> [SUPPLIED PASSAGE]:
%%

65% of financial industry organisations suffered ransomware damage in 2023

New Zealand Security Magazine - Update

Ransomware
Ransomware wreaking havoc. Image: Unsplash.

Although ransomware attacks dropped globally by 36% to 317.6 million in 2023, the financial industry is still plagued by malicious software, according to new data.


According to data compiled by Stocklytics.com, almost 65% of financial organisations worldwide reported experiencing a ransomware attack in 2023, significantly more than just two years ago.

Ransomware attacks double in two years

Although a lot has changed since the WannaCry ransomware attack in May 2017, with companies and organisations taking various security measures and boosting their cyber security budgets, ransomware remains one of the leading types of cyberattacks globally.

Last year, ransomware made up nearly two-thirds of all reported cyber attacks, and most of them happened in the financial industry, one of the most targeted sectors.

The rise of new technologies, the emergence of ransomware marketplaces, and the easy availability of malware kits used to create new malware samples on demand have made the rate of ransomware attacks in the financial sector skyrocket in the past few years.

Sophos’s State of Ransomware in Financial Services 2023 survey showed just how significant that growth was.

%%

Using the ransomware article above, answer the following:
(a) By what percentage did global ransomware attacks fall in 2023, and to what total?
(b) Which source compiled the data showing that almost 65% of financial organizations reported a ransomware attack in 2023?
(c) In what month and year did the WannaCry ransomware attack take place?

> [DATA EXCERPT]:

%%

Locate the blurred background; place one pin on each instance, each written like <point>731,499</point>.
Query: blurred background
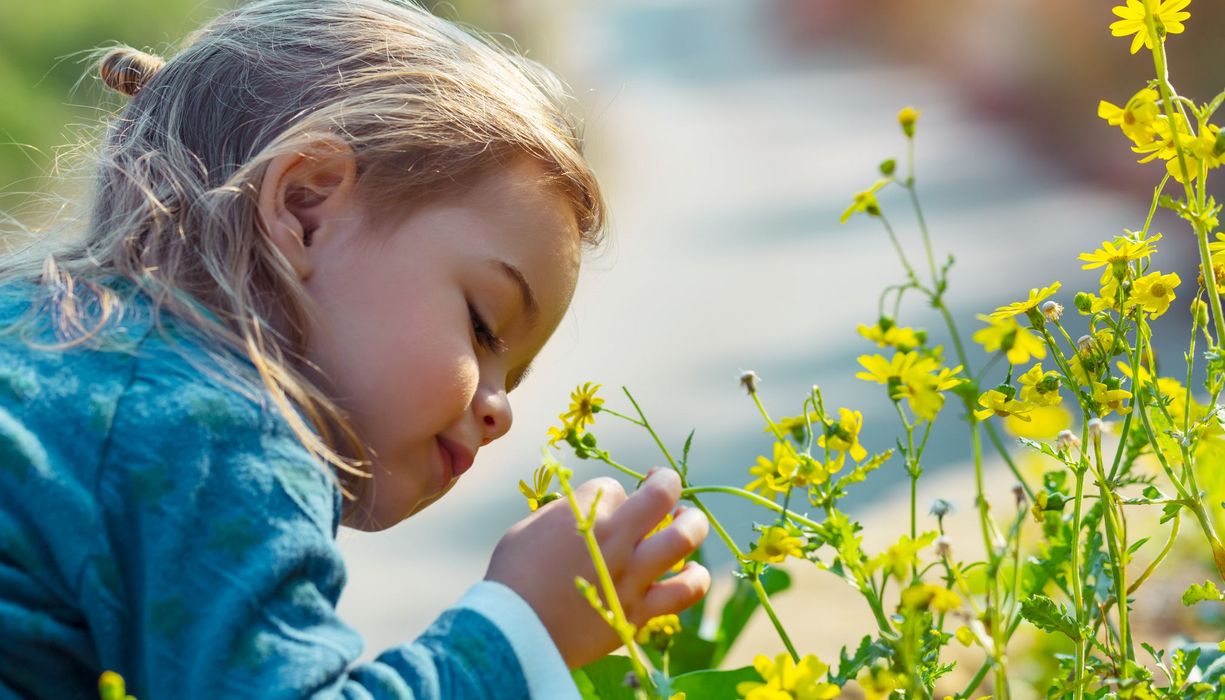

%%

> [THE ANSWER]:
(a) They fell by 36%, to 317.6 million.
(b) Stocklytics.com.
(c) May 2017.